**DOCUMENT TEXT**.
►

Using Emotion For Fuel:: Steinfeld's Mattie in True Grit..

Emotional Fuel

Is it nurture or nature that compels women to behave like children? Demanding attention, impatient, myopic, placing emotion ahead of logic. There are, of course, exceptions. What was so remarkable about the recent film True Grit was how different The Girl was. In an Oscar® —worthy performance, Hailee Steinfeld’s 14-ish Mattie Ross is sublimely disciplined about avenging her father’s murder to the point where she subjugates all other considerations in her young life. Ross is far from robotic, having all the emotion and verve of a very young person whose life had been torn from her but using her emotion as fuel for her mission rather than as an impediment to it. It is an amazing performance and a great film, flawed only by the artifice of a complete absence of sexual tension.

This is a young girl, presumably now an orphan, out in the middle of nowhere, pursuing hardened killers with only the drunk, broken-down Jeff Bridges to guide and protect her. Yet there is not one inference, by good guys or bad, of even a hint of one of the ruffians in this male-dominated flick considering, even for a moment, taking advantage of her. Sexual tension, like the reality of horses defecating at will, seemed to have been excised from the film perhaps to focus more on how remarkably different this character was. But it is the very absence of any hint of sexuality that undermines both her performance and the film itself as I felt manipulated, the film moving out of bounds with reality. I mean, at the very least, at some point, somebody would have whistled at her. In stark reality, once she’d been captured (as she is in the film), the girls’ possible rape would have been a source of high tension. But nobody, good guys or bad, even considers it as a possibility. [Minor spoiler for the film] The film’s ending finds Mattie, many years later, still unmarried. As an adult, Mattie’s disciplined subjugation of her emotion comes across as an unappealing frigidity. This is not what God wants, either: men and women to be so disciplined that they lack spirit and verve. I believe God wants balance. Jesus died to set us free. We should be free from sin, from addictions and habits. We should not be a slave, in bondage to our emotions.

◄

**EXTRACTED RECORDS**.
►

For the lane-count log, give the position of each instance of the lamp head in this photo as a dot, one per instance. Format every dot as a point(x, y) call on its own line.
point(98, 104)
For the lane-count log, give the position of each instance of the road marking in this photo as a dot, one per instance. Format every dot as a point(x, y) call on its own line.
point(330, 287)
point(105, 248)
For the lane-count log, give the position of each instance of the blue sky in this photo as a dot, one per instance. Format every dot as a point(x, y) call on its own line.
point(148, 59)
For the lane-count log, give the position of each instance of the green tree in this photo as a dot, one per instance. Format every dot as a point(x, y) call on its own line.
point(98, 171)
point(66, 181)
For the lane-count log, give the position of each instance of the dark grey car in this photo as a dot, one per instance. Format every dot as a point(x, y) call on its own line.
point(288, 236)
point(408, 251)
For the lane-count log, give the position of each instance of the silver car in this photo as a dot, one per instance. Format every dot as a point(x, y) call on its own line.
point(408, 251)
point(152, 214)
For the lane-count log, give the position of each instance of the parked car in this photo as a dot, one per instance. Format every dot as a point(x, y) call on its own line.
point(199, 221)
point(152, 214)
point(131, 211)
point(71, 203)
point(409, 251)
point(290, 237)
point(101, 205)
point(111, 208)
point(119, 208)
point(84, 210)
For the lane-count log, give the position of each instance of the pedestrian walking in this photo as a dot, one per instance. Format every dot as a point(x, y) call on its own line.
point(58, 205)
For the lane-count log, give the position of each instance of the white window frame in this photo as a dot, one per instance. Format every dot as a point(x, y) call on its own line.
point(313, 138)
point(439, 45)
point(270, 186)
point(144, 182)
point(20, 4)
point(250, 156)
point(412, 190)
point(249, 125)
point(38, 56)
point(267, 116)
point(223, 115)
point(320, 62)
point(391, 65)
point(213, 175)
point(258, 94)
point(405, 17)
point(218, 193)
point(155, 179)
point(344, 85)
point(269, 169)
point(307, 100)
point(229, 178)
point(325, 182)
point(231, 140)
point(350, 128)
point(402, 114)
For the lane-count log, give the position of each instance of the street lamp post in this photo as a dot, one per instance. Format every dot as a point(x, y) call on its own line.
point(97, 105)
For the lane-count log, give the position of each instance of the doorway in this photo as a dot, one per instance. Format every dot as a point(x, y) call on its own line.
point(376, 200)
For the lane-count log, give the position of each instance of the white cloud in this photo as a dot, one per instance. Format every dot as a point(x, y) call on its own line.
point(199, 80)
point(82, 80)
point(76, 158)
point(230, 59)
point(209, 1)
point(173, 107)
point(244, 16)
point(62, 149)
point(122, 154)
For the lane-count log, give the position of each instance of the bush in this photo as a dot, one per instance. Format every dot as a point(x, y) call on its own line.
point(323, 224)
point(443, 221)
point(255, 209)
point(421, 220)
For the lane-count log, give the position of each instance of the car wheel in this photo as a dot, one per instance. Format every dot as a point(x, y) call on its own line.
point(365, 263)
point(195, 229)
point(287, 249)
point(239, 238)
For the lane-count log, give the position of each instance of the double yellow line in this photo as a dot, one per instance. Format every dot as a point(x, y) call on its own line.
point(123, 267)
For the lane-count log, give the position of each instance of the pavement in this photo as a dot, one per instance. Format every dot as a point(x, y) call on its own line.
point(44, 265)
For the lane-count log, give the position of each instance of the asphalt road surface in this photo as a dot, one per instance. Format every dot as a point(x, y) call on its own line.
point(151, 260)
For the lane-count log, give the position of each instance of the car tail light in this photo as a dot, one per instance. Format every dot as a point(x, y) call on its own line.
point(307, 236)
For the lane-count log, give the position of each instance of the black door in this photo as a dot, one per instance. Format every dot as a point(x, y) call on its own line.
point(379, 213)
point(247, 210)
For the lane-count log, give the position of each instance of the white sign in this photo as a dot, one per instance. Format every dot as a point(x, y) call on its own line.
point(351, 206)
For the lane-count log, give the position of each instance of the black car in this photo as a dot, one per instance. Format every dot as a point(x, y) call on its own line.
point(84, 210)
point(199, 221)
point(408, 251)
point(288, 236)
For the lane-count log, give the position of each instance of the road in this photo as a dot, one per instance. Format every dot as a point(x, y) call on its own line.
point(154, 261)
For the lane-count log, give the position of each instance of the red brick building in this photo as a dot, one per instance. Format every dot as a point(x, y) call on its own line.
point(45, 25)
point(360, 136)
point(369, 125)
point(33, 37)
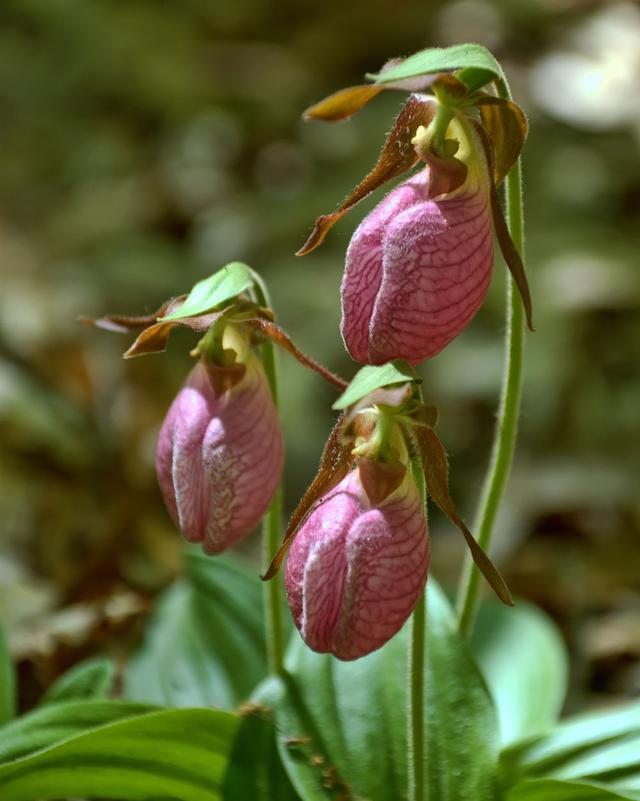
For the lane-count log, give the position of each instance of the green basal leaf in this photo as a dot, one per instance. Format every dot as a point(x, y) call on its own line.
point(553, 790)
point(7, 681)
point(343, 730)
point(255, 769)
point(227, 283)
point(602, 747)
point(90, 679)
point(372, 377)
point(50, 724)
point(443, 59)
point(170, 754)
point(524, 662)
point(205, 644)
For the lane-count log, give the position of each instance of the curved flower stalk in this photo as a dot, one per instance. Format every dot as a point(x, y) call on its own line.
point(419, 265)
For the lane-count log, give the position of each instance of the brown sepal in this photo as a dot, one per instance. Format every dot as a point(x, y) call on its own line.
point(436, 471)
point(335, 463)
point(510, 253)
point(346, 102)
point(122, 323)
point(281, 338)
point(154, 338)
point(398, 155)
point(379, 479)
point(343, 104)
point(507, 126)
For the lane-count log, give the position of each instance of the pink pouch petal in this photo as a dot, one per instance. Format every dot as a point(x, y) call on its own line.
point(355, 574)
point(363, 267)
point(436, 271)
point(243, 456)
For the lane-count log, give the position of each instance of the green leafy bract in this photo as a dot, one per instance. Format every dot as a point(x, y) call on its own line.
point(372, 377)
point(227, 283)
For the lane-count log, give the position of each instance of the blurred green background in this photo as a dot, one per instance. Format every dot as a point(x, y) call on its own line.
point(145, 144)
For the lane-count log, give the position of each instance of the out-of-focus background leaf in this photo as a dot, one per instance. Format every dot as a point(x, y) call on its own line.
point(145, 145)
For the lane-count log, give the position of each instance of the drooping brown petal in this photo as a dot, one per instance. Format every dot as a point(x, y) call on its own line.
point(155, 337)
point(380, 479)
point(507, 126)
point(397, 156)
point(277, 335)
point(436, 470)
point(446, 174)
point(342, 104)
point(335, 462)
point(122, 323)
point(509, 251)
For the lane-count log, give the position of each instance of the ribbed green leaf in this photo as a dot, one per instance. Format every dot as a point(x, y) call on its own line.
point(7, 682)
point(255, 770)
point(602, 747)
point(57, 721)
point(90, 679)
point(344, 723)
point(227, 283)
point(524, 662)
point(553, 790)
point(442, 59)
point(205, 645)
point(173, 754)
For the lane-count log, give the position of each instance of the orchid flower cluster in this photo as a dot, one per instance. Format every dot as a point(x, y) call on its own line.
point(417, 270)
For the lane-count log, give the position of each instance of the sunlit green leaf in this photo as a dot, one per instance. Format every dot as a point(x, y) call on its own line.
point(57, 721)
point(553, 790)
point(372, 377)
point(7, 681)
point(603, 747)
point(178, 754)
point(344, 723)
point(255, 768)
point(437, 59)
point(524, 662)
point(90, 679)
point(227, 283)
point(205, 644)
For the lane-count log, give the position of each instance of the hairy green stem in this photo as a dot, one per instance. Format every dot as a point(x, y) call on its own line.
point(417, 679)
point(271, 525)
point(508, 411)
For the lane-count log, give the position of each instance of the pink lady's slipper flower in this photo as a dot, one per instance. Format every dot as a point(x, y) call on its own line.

◄

**TASKS TO PERFORM**.
A: List the behaviors that the opening paragraph of the True Grit essay attributes to women who act like children.
B: Please take the True Grit essay further, writing on from its final sentence.

**ANSWERS TO THE EXERCISES**.
A:
- Demanding attention
- Impatient
- Myopic
- Placing emotion ahead of logic

B:
Half the battle between our emotion and our intellect is keeping our mouth shut. [James 3] We are halfway home if we just master the art of silence. Most sisters I know immediately blurt out every unexpressed thought that enters their head, the way children do. Most hold absolutely nothing in reserve. They’re running their mouths day and night. On the phone all day, in the car, texting, chatting, yabba-jabba yak-yak ad nauseam. This speaks of loneliness which, to me, is like a weak muscle group. Loneliness speaks to me of a poor spiritual life. That you can’t be content or comfortable with yourself, with the sound of your own voice. That there is absolutely no quiet time in your life suggests there aren’t spaces where you listen to or seek to hear from God. It’s all you. Yak-yak-yak. Everybody knows your business. Everybody knows what you think about everything and everyone. There is no mystery, no room for thoughtful evaluation of you as a person. You are easily dismissed because you’re not a thoughtful person, not a good listener. You don’t process information but rebound off of trivialities. There is no depth, no “there” there.

We are creatures endowed with the qualities of our Maker, divinely blessed to experience emotion over a wide range. But we are, nonetheless, charged to not allow emotion to rule us. [Proverbs 16:32, 25:28, ] This is the argument for Christian sobriety, why we should not drink or smoke dope or what have you. We are charged to be emotional and compassionate people, but to be disciplined. To subjugate our emotion to our intellect. To allow compassion to influence our choices but to make those choices prayerfully, soberly and with deliberation and focus.

It has been the rare woman I have met who engages her intellect on par with her emotion: who makes a fair fight of it. Most women I have known, including highly educated women, can be derailed from efficient pursuit of their goals by rushes of emotion: love, anger, disappointment, elation. It is, chiefly, why I am suspicious of female preachers and especially female pastors. I question their motives, their resolve and their longevity. I wonder if their decisions are products of their emotion, and how long they can run from the monster without falling down.

On Defense:: Hacking through the tangle of weeds inside her head: I Am Not Your Enemy..

Count To Ten

Most women I deal with have a strong defensive posture that borders on irrationality. Nobody is always right, nobody is always wrong. If you are in a personal or professional relationship in which you are always one or the other, that is a dysfunctional relationship. Run for the nearest exit. Before picking up the phone to speak to one of these sisters, I have to pause to deactivate my emotion chip. I am everything I accuse these women of being and much more. I can be defensive and quick-tempered and just as irrational as the next guy (or gal). But I have learned that two people bouncing off the walls accomplishes nothing. So I just turn it off. Take a deep breath. Pray. Dial the phone.

Communicating with sisters, particularly church sisters, is, for me, an incredible chore because I have to use my machete to hack my way through the tangle of weeds inside these women’s head to get past their emotional sandtraps to the matter at hand. Simple, clean communication is rare, as an assessment of fault must first be entered into the record by this sister before we can move on.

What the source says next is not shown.